** Challenge **
The records should be written out in full, with nothing altered.

─── The records ───

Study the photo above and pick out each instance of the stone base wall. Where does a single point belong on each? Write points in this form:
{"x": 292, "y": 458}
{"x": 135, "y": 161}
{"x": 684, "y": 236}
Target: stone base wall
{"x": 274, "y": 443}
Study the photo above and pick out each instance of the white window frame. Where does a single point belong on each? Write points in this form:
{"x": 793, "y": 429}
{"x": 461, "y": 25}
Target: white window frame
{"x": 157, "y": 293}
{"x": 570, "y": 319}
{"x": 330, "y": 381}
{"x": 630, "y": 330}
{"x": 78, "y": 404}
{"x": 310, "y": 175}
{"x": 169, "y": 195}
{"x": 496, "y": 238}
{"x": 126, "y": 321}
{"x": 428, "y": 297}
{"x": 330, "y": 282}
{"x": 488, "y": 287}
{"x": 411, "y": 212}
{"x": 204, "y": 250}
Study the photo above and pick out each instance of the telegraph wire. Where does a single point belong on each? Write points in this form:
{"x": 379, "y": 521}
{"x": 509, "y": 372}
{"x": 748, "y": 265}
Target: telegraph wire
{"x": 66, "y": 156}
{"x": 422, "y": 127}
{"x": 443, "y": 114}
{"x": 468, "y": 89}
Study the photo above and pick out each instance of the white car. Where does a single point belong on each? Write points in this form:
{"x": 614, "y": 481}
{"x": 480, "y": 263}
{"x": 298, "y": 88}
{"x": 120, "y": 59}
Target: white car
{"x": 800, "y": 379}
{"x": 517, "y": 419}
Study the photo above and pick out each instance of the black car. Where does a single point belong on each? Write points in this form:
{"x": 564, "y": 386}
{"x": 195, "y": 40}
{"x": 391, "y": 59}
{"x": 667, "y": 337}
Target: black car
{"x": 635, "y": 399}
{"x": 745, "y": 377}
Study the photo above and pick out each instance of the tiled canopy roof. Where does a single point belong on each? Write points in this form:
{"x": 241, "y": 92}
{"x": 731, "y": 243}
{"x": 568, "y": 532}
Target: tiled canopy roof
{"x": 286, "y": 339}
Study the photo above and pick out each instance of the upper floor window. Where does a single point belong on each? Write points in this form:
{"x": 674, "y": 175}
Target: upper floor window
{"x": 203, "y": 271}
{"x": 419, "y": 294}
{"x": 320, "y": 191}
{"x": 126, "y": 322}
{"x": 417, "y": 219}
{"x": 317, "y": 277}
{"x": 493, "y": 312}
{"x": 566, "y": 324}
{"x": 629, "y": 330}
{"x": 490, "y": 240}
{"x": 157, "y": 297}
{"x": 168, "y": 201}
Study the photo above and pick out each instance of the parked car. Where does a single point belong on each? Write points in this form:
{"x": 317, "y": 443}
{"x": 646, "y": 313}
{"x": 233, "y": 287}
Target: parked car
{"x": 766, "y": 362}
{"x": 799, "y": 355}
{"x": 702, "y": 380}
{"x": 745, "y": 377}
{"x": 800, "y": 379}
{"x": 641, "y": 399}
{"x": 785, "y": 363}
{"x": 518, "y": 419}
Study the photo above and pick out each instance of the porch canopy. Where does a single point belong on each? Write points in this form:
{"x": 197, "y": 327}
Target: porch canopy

───

** Task output **
Study the photo above and pick out each instance of the stone base wall. Where does a single point belong on each? Write points in this form:
{"x": 292, "y": 458}
{"x": 135, "y": 161}
{"x": 684, "y": 236}
Target: stone base wall
{"x": 274, "y": 443}
Study the photo above and pick out each instance of the white window frame. Where does a single point belong on each? Write points in this form:
{"x": 793, "y": 429}
{"x": 461, "y": 25}
Target: white window frame
{"x": 157, "y": 293}
{"x": 570, "y": 319}
{"x": 330, "y": 381}
{"x": 630, "y": 330}
{"x": 78, "y": 404}
{"x": 310, "y": 175}
{"x": 169, "y": 195}
{"x": 496, "y": 238}
{"x": 126, "y": 321}
{"x": 428, "y": 297}
{"x": 330, "y": 282}
{"x": 488, "y": 287}
{"x": 411, "y": 212}
{"x": 204, "y": 250}
Study the photo above and pick out each instance of the telegraph wire. Where does a single point belong on each? Write points in this form:
{"x": 379, "y": 521}
{"x": 509, "y": 372}
{"x": 748, "y": 265}
Target: telegraph wire
{"x": 66, "y": 156}
{"x": 422, "y": 127}
{"x": 443, "y": 114}
{"x": 468, "y": 89}
Study the photo above and pick out each instance of the white car. Where does a single point belong on each? Write points in this form:
{"x": 614, "y": 481}
{"x": 480, "y": 263}
{"x": 298, "y": 88}
{"x": 120, "y": 59}
Target: white car
{"x": 800, "y": 379}
{"x": 517, "y": 419}
Study the photo above and pick out each instance of the black car. Where does a single point belong on each? Write points in this form:
{"x": 564, "y": 386}
{"x": 195, "y": 40}
{"x": 391, "y": 59}
{"x": 667, "y": 337}
Target: black car
{"x": 635, "y": 399}
{"x": 745, "y": 377}
Study the photo above and pick out each instance of the tiled canopy roof. Where does a single point belong on each? Write points in this form:
{"x": 241, "y": 92}
{"x": 731, "y": 243}
{"x": 568, "y": 532}
Target: tiled canopy roof
{"x": 286, "y": 339}
Study the photo above and pick out each instance of the upper floor window. Where does a single point belong on each? Write points in this form:
{"x": 674, "y": 175}
Target: upper floor window
{"x": 203, "y": 271}
{"x": 419, "y": 294}
{"x": 320, "y": 191}
{"x": 126, "y": 322}
{"x": 417, "y": 219}
{"x": 317, "y": 277}
{"x": 493, "y": 312}
{"x": 566, "y": 324}
{"x": 629, "y": 330}
{"x": 490, "y": 240}
{"x": 157, "y": 297}
{"x": 168, "y": 201}
Study the photo above and pick out each instance of the parked car. Where does a single point belong on each? Write points in this form:
{"x": 317, "y": 443}
{"x": 646, "y": 313}
{"x": 233, "y": 287}
Target: parked car
{"x": 766, "y": 362}
{"x": 799, "y": 355}
{"x": 702, "y": 380}
{"x": 745, "y": 377}
{"x": 800, "y": 379}
{"x": 641, "y": 399}
{"x": 785, "y": 363}
{"x": 518, "y": 419}
Study the photo above and pick out each instance of the porch canopy. Where does a single point belong on each? Write points in this form:
{"x": 197, "y": 327}
Target: porch canopy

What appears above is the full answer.